(Excerpts of pointing data)
▽

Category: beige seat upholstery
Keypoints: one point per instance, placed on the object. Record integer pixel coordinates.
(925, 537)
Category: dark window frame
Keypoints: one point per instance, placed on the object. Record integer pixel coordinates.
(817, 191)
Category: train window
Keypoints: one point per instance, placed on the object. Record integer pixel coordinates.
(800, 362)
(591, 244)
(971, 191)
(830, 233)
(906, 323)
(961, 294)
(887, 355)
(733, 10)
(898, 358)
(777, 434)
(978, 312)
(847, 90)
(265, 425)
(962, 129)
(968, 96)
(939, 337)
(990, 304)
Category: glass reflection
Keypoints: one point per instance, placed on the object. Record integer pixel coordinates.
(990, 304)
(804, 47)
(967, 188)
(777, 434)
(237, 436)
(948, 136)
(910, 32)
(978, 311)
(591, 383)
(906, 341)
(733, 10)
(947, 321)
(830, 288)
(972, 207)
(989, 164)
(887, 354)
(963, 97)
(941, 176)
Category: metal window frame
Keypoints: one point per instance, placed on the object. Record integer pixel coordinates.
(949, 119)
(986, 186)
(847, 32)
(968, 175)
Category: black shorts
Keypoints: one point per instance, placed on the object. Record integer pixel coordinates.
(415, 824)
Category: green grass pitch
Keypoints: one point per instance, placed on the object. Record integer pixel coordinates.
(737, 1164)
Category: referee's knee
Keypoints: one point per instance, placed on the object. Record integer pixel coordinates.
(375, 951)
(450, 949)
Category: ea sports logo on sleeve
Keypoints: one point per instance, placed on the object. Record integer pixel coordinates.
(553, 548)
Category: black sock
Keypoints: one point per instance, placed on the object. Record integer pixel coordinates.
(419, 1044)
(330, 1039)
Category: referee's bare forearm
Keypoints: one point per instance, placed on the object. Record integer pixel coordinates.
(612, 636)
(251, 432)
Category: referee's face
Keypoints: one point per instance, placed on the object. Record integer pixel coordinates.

△

## Your task
Rewrite all of the material above, substituting "official's" for every occurrence of "referee's" and keeping everything else identical.

## Full output
Category: beige seat upholstery
Keypoints: one point per instance, placed on the object. Record integer pixel coordinates.
(925, 537)
Category: dark window frame
Keypoints: one point per instance, placed on the object. Record integer pixel coordinates.
(817, 191)
Category: train window
Keypoints: one point per instance, placed on the object. Record integer pixel coordinates.
(800, 362)
(591, 244)
(971, 191)
(830, 233)
(906, 323)
(961, 294)
(887, 355)
(733, 10)
(898, 358)
(777, 434)
(978, 312)
(847, 90)
(265, 425)
(962, 129)
(968, 96)
(939, 337)
(990, 304)
Category: glass reflection
Keypoints: one point per instance, placed on the object. Record integer pixel coordinates.
(990, 304)
(804, 47)
(967, 188)
(777, 434)
(237, 436)
(948, 136)
(910, 32)
(978, 311)
(591, 383)
(906, 341)
(733, 10)
(947, 321)
(830, 288)
(972, 207)
(989, 164)
(887, 354)
(963, 97)
(941, 176)
Category: metal window frame
Keypoints: one point per instance, placed on the object. Record integer pixel coordinates.
(949, 119)
(986, 186)
(847, 32)
(968, 175)
Category: black shorts
Keypoints: one point per instance, placed on the object. Record integer pixel coordinates.
(415, 824)
Category: green grass pitch
Keypoints: one point per instance, placed on the object. Record integer pixel coordinates.
(737, 1164)
Category: official's knee
Keypoints: one point per instance, placed on the object. Record integer pixel coordinates.
(375, 951)
(450, 949)
Category: ea sports logo on sleeve
Keypoints: one point per instance, placed on the object. Record integer pixel coordinates.
(553, 548)
Category: black sock
Keypoints: one point per instance, placed on the object. Record integer pixel coordinates.
(419, 1044)
(330, 1039)
Category: official's bare forearm
Keypoints: one point per instance, placed on the object. Record integer pixel coordinates.
(612, 636)
(251, 432)
Category: official's face
Keypoints: one point per instance, placed on the object. Record integer pixel coordinates.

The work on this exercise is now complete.